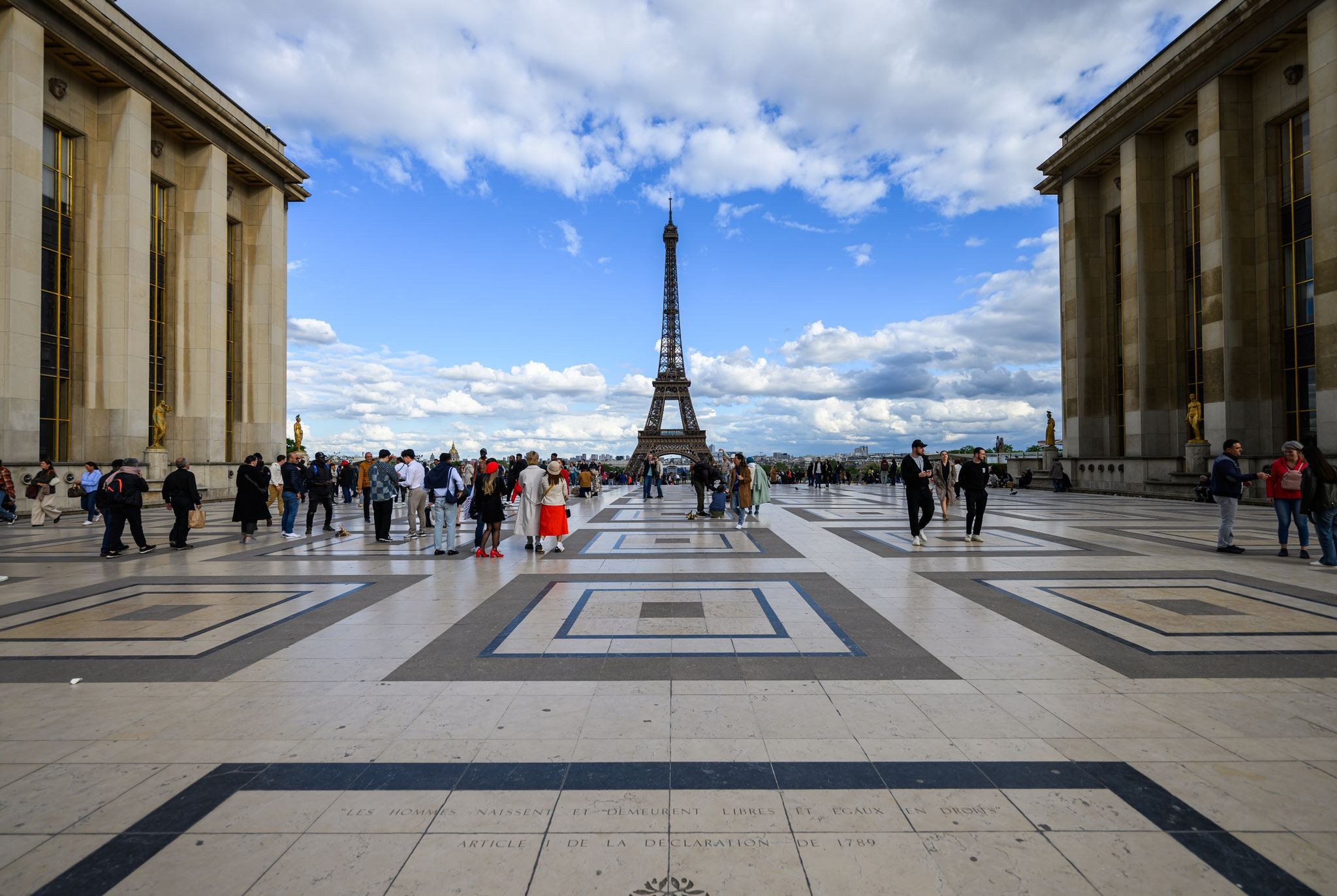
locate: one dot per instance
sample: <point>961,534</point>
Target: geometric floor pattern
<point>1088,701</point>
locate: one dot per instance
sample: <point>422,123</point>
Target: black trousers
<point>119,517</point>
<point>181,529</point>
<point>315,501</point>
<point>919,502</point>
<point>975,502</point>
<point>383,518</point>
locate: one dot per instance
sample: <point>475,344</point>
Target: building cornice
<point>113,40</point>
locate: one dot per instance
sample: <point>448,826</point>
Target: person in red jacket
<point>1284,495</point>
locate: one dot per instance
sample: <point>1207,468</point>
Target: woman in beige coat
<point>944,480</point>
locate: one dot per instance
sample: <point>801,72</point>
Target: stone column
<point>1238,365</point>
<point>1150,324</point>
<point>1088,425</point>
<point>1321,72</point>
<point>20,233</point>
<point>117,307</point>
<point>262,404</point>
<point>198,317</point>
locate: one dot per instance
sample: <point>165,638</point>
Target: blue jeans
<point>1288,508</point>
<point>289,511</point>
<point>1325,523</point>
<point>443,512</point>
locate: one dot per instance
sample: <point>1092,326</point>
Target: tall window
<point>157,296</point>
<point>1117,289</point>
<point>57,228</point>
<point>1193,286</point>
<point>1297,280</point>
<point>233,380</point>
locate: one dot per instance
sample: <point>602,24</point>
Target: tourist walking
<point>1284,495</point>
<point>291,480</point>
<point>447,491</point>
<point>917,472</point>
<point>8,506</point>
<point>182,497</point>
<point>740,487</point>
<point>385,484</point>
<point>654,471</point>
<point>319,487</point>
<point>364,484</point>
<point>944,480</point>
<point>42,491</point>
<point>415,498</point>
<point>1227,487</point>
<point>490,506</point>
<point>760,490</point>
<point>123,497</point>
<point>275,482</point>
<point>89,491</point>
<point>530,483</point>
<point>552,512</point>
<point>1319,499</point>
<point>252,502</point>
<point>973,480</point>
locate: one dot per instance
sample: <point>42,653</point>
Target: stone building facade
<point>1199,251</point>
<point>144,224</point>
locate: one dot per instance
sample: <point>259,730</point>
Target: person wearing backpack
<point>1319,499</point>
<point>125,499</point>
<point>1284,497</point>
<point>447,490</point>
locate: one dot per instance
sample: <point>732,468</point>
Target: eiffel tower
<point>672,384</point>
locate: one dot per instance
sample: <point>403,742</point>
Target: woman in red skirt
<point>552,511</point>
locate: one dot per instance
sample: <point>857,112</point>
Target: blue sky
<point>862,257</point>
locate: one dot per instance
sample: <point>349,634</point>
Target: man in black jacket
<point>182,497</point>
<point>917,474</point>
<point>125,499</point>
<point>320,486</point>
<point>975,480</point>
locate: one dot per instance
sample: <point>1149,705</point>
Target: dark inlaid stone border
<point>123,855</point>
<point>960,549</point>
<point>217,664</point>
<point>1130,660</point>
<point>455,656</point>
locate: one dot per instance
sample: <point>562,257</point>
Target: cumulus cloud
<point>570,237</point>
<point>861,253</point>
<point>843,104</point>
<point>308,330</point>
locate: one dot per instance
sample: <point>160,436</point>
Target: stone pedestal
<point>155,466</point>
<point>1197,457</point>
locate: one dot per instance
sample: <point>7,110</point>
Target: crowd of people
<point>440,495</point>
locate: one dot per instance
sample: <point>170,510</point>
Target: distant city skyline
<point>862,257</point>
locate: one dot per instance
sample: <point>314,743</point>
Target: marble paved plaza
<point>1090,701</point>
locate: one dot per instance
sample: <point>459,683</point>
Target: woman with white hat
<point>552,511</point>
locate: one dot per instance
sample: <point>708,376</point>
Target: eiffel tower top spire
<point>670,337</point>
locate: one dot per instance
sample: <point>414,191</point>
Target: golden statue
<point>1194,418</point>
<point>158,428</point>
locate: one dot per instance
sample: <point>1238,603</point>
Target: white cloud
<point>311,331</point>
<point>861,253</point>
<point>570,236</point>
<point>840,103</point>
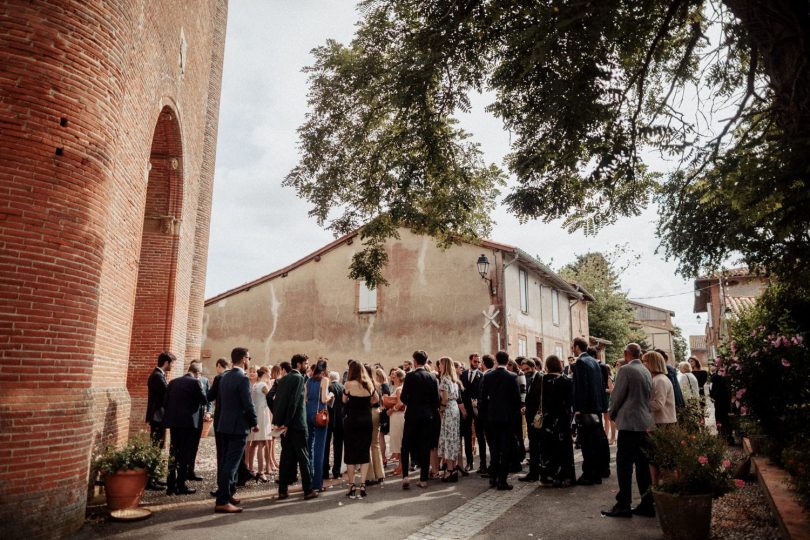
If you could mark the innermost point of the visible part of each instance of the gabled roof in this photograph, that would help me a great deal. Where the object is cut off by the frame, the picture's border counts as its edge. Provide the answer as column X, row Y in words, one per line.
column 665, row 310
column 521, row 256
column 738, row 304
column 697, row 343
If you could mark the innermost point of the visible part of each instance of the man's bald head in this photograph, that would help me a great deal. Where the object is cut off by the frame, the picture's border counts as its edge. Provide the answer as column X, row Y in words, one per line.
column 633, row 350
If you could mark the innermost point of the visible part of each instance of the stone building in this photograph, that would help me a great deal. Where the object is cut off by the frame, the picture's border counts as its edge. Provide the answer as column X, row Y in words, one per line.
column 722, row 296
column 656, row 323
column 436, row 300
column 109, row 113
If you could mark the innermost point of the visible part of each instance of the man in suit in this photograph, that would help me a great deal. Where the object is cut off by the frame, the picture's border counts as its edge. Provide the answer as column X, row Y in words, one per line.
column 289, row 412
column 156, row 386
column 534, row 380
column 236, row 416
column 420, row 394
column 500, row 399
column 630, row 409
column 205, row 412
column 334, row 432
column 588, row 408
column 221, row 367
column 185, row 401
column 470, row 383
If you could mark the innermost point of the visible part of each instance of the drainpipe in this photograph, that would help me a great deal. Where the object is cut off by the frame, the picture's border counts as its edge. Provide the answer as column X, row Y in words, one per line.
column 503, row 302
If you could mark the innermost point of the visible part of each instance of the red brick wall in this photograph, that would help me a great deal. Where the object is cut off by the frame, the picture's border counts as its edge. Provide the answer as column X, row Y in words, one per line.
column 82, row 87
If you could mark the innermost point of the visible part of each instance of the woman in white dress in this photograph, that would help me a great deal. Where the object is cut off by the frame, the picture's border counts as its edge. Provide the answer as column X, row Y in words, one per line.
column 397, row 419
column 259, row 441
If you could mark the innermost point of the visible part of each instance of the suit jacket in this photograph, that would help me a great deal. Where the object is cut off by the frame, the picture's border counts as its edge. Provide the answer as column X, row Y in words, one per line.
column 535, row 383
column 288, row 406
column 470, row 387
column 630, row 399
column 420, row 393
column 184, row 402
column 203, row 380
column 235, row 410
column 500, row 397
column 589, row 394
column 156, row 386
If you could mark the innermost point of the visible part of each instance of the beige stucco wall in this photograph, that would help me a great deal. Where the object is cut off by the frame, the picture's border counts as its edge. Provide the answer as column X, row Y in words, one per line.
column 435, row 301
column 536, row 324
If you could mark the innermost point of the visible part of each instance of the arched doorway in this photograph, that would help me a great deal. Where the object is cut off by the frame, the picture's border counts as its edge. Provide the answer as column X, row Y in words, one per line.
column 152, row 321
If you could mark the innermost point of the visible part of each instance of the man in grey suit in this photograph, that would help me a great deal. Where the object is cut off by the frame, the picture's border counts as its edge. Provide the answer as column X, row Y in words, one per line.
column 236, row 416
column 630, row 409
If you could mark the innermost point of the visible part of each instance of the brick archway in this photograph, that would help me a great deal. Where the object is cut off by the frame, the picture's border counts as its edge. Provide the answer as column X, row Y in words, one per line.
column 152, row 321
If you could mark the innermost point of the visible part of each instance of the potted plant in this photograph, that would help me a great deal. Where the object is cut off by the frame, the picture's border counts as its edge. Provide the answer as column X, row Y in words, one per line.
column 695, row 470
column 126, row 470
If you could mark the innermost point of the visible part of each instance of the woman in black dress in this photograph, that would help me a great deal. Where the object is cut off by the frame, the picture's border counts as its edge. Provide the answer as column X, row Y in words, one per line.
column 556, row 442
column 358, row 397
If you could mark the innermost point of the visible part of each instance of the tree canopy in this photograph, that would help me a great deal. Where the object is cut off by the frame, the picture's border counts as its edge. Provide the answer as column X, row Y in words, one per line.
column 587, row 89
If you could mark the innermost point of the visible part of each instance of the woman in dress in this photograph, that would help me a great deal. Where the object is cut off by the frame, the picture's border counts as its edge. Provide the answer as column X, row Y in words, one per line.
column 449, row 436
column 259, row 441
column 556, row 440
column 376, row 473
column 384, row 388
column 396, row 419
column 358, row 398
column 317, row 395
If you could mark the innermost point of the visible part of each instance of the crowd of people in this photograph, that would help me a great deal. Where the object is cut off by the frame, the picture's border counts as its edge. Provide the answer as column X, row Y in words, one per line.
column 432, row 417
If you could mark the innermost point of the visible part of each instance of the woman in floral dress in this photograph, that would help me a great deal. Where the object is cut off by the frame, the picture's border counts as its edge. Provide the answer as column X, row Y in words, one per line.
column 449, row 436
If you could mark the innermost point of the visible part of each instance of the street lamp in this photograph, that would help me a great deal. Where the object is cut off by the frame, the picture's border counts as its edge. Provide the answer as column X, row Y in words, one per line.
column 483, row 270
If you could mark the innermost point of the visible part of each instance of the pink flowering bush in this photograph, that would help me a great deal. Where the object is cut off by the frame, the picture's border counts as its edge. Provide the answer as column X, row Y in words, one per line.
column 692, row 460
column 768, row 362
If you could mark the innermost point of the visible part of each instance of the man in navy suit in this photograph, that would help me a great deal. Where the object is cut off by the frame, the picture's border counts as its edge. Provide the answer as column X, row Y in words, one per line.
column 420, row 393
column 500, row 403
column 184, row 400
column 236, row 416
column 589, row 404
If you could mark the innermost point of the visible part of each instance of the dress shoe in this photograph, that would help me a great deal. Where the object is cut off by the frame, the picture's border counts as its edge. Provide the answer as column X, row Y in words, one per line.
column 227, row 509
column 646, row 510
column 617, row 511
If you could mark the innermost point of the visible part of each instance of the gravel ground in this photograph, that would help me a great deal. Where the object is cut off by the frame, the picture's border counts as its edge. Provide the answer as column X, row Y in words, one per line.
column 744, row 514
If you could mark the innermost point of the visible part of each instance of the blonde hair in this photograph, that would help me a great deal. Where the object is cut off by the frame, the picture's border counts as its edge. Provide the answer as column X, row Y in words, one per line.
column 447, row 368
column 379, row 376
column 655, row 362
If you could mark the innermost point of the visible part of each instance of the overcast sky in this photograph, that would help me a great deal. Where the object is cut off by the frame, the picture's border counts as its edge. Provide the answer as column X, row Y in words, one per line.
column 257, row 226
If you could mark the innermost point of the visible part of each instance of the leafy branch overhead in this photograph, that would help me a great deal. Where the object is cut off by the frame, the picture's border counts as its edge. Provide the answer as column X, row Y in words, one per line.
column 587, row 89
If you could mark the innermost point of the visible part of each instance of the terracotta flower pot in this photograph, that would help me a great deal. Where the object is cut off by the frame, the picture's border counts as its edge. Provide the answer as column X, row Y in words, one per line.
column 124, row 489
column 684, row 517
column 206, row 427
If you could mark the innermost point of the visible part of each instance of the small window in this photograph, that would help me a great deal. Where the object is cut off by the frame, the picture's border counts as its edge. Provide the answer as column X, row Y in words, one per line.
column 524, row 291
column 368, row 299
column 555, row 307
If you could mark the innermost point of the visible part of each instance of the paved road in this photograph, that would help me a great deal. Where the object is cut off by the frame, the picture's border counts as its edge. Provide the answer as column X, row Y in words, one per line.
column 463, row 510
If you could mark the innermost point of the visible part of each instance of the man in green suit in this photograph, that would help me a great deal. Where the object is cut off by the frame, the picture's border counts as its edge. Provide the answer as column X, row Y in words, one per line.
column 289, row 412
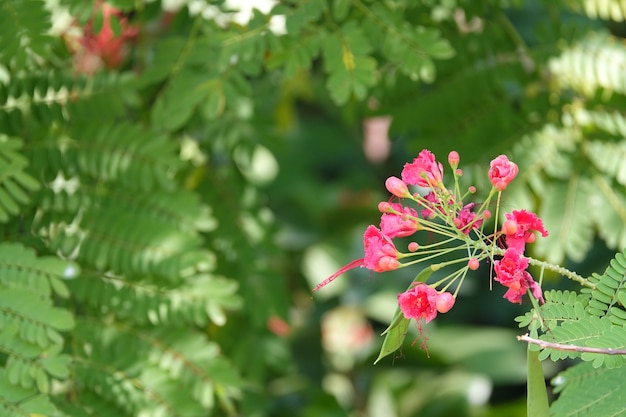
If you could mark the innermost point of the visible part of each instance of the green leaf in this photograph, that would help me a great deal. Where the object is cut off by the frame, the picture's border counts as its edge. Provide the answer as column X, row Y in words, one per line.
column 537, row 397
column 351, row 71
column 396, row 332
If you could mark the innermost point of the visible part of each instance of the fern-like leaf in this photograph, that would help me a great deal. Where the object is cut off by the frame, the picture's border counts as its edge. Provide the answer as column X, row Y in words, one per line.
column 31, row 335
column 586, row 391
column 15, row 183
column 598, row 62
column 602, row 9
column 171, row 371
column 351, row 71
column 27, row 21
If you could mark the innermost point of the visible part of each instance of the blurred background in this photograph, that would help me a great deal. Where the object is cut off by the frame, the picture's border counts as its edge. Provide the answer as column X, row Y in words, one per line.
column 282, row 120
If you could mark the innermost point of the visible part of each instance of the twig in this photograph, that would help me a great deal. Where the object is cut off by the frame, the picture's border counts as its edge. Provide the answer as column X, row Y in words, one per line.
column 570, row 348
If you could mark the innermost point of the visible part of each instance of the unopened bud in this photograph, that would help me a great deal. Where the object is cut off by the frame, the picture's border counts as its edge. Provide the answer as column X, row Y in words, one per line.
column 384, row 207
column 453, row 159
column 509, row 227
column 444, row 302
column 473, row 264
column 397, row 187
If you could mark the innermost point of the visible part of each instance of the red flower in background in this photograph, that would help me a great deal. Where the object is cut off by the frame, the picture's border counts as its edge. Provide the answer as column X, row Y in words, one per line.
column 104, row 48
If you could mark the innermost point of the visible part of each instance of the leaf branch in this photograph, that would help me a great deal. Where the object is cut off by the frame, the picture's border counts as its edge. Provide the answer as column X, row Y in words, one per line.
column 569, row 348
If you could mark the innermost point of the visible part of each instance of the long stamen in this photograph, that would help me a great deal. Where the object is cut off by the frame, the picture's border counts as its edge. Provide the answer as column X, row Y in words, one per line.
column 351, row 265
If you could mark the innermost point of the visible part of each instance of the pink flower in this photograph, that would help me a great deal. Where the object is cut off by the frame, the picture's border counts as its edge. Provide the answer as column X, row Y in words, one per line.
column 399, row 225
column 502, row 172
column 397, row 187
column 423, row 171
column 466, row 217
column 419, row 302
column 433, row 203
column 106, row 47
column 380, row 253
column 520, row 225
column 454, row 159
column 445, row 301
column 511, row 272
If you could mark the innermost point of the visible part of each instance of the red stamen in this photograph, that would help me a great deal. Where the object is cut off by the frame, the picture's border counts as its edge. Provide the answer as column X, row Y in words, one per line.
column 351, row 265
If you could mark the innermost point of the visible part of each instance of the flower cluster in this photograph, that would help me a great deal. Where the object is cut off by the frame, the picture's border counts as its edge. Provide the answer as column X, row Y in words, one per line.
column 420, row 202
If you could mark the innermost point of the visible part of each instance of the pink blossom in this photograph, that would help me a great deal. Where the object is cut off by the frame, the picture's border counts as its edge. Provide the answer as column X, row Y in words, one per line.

PROBLEM REQUIREMENTS
Convert the material from the line containing "of the dress" down to the line containing "column 655, row 362", both lines included, into a JSON list of strings with one string for each line and no blank lines.

OUTPUT BELOW
[
  "If you could mark the innermost point of the visible part of each instance of the dress shoe in this photograph, that would help me a great deal. Where the object is cut off by the frame, the picture's border counts as its edge. Provide the answer as column X, row Y in words, one per line.",
  "column 227, row 509",
  "column 646, row 510",
  "column 617, row 511",
  "If you could mark the innermost point of the visible part of each instance of the gravel ground in this photograph, that would help me a great deal. Where the object is cut off by the frame, the picture's border counts as its edge. Provide the answer as column X, row Y in words, one per line.",
  "column 744, row 514",
  "If you could mark the innermost point of the visible part of each instance of the blonde hair in this photograph, that would help me a great deal. Where the object is cut off by the frame, the picture's border counts as its edge. Provide the answer as column X, row Y in words, one per line.",
  "column 447, row 368",
  "column 379, row 376",
  "column 655, row 362"
]